* WHAT IS REQUIRED:
Rewrite all the records below with "shot" replaced by "image" and everything else unchanged. Leave the pictures out of your answer.

■ ■ ■ ■ ■ ■ ■

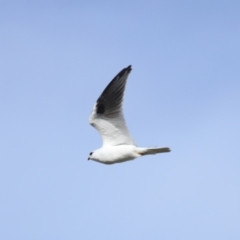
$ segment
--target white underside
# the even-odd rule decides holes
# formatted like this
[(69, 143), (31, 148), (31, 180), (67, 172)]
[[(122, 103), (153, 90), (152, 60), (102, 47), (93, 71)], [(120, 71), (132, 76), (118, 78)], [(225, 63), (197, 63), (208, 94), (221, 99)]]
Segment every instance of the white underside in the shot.
[(105, 164), (120, 163), (142, 156), (139, 150), (134, 145), (103, 146), (90, 159)]

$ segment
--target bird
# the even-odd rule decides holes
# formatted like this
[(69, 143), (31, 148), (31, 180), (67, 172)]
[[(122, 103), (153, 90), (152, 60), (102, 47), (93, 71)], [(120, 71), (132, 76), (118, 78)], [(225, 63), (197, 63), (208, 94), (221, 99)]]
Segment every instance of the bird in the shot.
[(132, 66), (122, 69), (97, 99), (89, 123), (101, 135), (103, 145), (90, 152), (88, 160), (103, 164), (122, 163), (148, 154), (170, 152), (168, 147), (137, 147), (122, 110), (124, 91)]

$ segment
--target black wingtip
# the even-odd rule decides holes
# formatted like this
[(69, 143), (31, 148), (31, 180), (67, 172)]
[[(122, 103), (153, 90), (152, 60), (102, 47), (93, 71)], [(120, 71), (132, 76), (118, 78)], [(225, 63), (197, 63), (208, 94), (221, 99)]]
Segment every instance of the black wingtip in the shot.
[(125, 73), (129, 74), (131, 71), (132, 71), (132, 65), (129, 65), (128, 67), (120, 71), (116, 77), (121, 78)]

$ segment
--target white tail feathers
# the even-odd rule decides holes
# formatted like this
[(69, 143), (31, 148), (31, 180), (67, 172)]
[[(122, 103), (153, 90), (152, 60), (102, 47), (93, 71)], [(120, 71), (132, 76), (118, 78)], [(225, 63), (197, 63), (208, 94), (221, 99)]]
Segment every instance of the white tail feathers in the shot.
[(171, 150), (167, 147), (165, 148), (144, 148), (141, 149), (141, 155), (148, 155), (148, 154), (157, 154), (157, 153), (164, 153), (170, 152)]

■ ■ ■ ■ ■ ■ ■

* FINAL RESULT:
$ segment
--target white underside
# the even-odd rule decides holes
# formatted like this
[(69, 143), (31, 148), (31, 180), (67, 172)]
[[(122, 103), (153, 90), (152, 60), (102, 47), (93, 71)], [(120, 71), (132, 76), (118, 78)], [(225, 63), (197, 63), (208, 94), (221, 99)]]
Segment every instance of the white underside in the image.
[(105, 164), (120, 163), (142, 156), (139, 150), (134, 145), (103, 146), (90, 159)]

$ segment
--target bird
# the even-odd rule decides holes
# formatted like this
[(69, 143), (31, 148), (31, 180), (67, 172)]
[[(122, 103), (153, 90), (152, 60), (102, 47), (93, 71)], [(120, 71), (132, 76), (118, 78)], [(225, 63), (197, 63), (208, 94), (221, 99)]]
Segment every instance of the bird in the image.
[(132, 66), (122, 69), (97, 99), (89, 123), (101, 135), (103, 145), (90, 152), (88, 160), (103, 164), (122, 163), (148, 154), (170, 152), (168, 147), (137, 147), (122, 110), (124, 91)]

$ segment
--target black wingtip
# the even-odd rule decides holes
# formatted like this
[(69, 143), (31, 148), (31, 180), (67, 172)]
[[(122, 103), (153, 90), (152, 60), (102, 47), (93, 71)], [(120, 71), (132, 76), (118, 78)], [(225, 63), (197, 63), (208, 94), (221, 99)]]
Segment every instance of the black wingtip in the image.
[(125, 73), (129, 74), (131, 71), (132, 71), (132, 65), (129, 65), (128, 67), (120, 71), (116, 77), (121, 78)]

$ segment
--target white tail feathers
# the even-odd rule decides holes
# formatted like this
[(69, 143), (31, 148), (31, 180), (67, 172)]
[[(122, 103), (153, 90), (152, 60), (102, 47), (93, 71)], [(120, 71), (132, 76), (118, 78)], [(225, 63), (197, 63), (208, 94), (221, 99)]]
Segment every instance of the white tail feathers in the image.
[(171, 150), (167, 147), (165, 148), (144, 148), (141, 149), (141, 155), (148, 155), (148, 154), (157, 154), (157, 153), (164, 153), (170, 152)]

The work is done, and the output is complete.